Your goal — Show every line in the items below that contains the word "gray", copying each of those lines in full. Matches must have the same capital and small letters.

Stored data entries

:::::

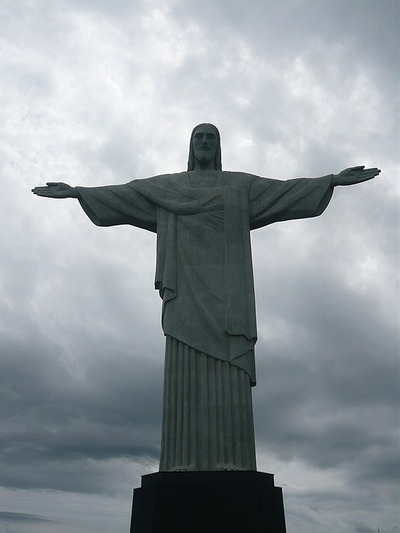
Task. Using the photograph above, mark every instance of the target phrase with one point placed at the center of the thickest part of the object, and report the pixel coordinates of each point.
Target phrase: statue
(203, 219)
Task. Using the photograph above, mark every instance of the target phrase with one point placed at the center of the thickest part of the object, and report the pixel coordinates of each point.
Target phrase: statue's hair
(218, 156)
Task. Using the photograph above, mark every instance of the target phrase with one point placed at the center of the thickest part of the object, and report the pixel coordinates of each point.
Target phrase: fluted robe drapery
(204, 275)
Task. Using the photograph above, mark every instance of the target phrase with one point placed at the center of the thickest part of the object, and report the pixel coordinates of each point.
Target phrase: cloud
(99, 92)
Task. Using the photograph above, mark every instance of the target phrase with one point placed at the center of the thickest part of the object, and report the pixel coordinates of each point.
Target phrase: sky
(102, 92)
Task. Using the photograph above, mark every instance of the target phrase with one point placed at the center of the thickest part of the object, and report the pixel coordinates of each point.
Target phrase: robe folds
(205, 278)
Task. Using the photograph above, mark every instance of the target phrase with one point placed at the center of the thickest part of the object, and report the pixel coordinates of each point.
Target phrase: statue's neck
(204, 178)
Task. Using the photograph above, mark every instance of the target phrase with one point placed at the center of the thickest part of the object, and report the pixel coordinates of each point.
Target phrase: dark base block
(208, 502)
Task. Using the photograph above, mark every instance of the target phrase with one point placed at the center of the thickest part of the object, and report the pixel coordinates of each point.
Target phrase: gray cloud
(100, 92)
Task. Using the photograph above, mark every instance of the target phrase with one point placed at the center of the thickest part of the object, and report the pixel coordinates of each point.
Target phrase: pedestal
(208, 502)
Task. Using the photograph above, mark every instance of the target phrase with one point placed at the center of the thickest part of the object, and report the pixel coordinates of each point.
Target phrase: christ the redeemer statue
(203, 219)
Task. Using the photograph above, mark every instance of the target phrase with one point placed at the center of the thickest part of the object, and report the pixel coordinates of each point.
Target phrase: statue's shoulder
(243, 179)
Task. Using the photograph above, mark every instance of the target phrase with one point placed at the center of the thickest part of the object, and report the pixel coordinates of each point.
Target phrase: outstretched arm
(56, 190)
(353, 175)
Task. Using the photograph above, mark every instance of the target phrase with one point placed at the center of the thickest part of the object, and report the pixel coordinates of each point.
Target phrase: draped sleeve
(275, 200)
(113, 205)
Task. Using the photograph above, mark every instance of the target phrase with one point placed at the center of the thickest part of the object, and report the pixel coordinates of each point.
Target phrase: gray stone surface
(203, 218)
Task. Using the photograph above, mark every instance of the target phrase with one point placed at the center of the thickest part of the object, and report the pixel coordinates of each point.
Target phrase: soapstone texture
(203, 218)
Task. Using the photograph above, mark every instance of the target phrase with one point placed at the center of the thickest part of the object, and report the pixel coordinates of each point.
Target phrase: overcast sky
(100, 92)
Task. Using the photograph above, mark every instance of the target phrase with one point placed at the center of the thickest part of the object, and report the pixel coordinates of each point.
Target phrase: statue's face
(205, 143)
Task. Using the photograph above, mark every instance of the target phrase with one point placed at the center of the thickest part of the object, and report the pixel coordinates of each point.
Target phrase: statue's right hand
(56, 190)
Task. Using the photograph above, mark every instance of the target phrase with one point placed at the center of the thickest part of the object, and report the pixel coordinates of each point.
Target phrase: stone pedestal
(208, 502)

:::::

Exercise solution —
Target phrase: gray cloud
Target phrase: gray stone surface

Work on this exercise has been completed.